Extracted text –

With over 20% of the world’s water reserves, Russia is one of the richest countries in terms of its water resources with almost 30 thousand m³ per capita produced annually. This amount significantly exceeds the minimum level of 1.7 thousand m³ per capita set by the United Nations (UN) organisation.
One of the historical issues for the Russian water sector was the high water intensity in the economy and relatively high losses in water supply. Annual water losses amount to 7.5 km³, mainly driven by housing, public utilities and agriculture. A low technological level and outdated infrastructure are among the main reasons for such losses. For instance, according to Rosvodokanal, the wear ratio in the water-supply network is over 65% for water supply pipelines, approximately 63% for drainage networks, around 65% for water pumping stations, around 60% for sewer pumping stations, 64% for waste water facilities and 56% for sewage treatment facilities.
A main source of capital expenditure for the municipal utilities companies has been tariffs which have been growing at a higher rate than the average inflation level.

Material supplied –
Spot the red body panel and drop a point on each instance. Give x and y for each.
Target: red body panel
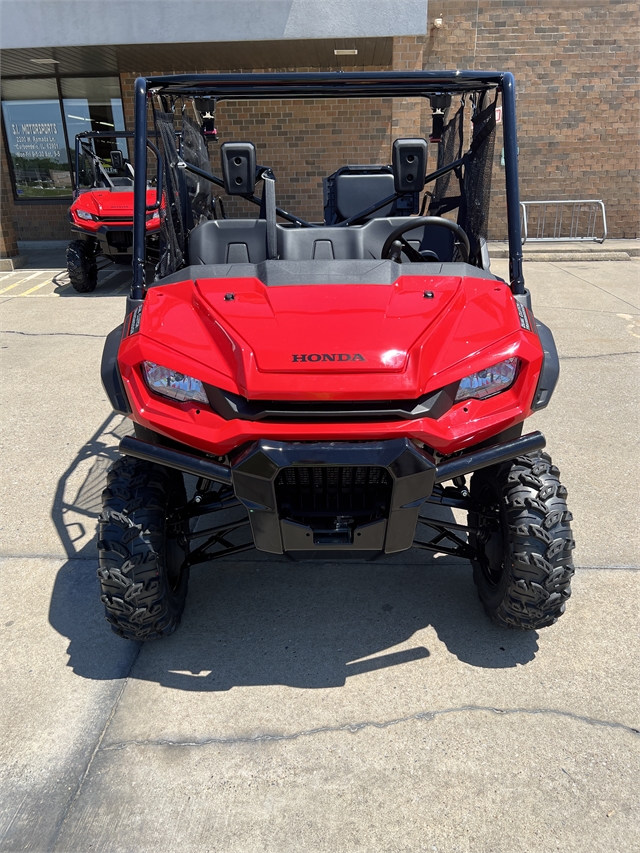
(110, 208)
(409, 346)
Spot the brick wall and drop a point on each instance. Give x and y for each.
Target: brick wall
(575, 64)
(576, 69)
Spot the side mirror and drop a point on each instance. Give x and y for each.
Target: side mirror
(238, 167)
(409, 165)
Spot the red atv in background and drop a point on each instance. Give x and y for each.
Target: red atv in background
(102, 210)
(328, 388)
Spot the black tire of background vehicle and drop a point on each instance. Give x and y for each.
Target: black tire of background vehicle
(81, 266)
(524, 569)
(142, 574)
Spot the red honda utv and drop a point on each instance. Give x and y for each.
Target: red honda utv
(102, 210)
(338, 387)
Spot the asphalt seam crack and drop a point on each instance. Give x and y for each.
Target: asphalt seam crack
(354, 728)
(67, 812)
(586, 281)
(599, 355)
(50, 334)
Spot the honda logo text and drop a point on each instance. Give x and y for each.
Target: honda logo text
(328, 356)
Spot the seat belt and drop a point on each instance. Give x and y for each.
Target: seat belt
(269, 198)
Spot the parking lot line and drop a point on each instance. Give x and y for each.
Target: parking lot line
(37, 287)
(26, 278)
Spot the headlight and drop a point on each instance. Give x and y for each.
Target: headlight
(169, 383)
(486, 383)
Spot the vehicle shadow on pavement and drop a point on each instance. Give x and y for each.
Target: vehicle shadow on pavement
(261, 619)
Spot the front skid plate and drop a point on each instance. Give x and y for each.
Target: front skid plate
(412, 473)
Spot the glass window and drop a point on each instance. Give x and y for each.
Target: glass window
(35, 136)
(33, 116)
(94, 104)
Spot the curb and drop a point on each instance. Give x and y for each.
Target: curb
(566, 256)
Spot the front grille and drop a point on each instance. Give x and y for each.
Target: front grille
(313, 495)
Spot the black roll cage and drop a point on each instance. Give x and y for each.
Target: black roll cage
(333, 84)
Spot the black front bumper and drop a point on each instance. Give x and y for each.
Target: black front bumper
(334, 513)
(403, 474)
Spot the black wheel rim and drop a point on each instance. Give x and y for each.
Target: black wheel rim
(491, 537)
(173, 544)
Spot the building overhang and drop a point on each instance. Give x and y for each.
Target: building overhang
(68, 23)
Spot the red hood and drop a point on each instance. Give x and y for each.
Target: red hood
(382, 341)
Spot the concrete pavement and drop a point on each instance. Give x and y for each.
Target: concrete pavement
(316, 706)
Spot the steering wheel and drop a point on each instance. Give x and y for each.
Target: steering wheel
(417, 222)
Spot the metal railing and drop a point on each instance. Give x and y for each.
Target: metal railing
(563, 221)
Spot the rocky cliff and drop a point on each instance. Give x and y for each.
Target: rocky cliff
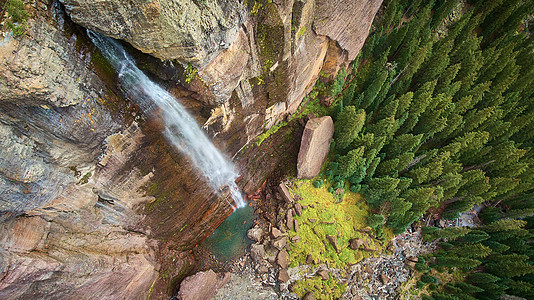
(94, 201)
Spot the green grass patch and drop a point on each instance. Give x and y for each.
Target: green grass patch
(321, 289)
(343, 220)
(262, 137)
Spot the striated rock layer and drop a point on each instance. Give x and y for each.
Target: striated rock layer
(314, 146)
(94, 201)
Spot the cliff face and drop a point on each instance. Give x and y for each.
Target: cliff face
(94, 201)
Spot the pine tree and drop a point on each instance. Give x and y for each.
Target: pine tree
(348, 125)
(351, 162)
(458, 262)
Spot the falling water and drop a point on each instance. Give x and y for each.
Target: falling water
(180, 128)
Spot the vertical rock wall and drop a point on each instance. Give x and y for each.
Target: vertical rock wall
(94, 201)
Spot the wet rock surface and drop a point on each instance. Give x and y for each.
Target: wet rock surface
(191, 31)
(202, 285)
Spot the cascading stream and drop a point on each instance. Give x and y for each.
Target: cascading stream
(180, 128)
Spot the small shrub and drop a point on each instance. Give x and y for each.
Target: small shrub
(420, 267)
(318, 183)
(17, 17)
(355, 188)
(446, 246)
(429, 279)
(419, 284)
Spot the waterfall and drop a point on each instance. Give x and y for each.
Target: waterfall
(180, 128)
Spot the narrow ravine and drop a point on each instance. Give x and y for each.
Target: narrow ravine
(181, 128)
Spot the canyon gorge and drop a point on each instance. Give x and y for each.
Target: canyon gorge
(95, 201)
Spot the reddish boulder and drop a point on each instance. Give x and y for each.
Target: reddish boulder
(314, 146)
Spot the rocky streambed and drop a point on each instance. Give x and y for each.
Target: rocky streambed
(266, 270)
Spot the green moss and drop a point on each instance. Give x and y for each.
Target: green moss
(190, 73)
(301, 32)
(321, 289)
(269, 132)
(85, 178)
(16, 11)
(342, 220)
(160, 197)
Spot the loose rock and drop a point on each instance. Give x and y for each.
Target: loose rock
(255, 233)
(280, 242)
(298, 209)
(283, 276)
(283, 259)
(309, 260)
(323, 274)
(355, 244)
(333, 241)
(285, 193)
(275, 232)
(289, 219)
(257, 252)
(202, 285)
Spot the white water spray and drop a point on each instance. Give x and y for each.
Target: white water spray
(180, 128)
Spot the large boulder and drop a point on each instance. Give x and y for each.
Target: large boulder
(202, 285)
(314, 146)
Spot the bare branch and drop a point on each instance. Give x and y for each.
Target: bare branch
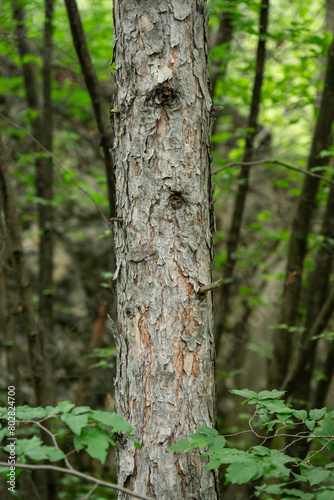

Parts of the exercise –
1) Quote the passage on Russia's water resources, starting at "A main source" and ending at "average inflation level.".
2) According to the passage on Russia's water resources, what wear ratio does Rosvodokanal report for sewage treatment facilities?

The responses –
1)
A main source of capital expenditure for the municipal utilities companies has been tariffs which have been growing at a higher rate than the average inflation level.

2) 56%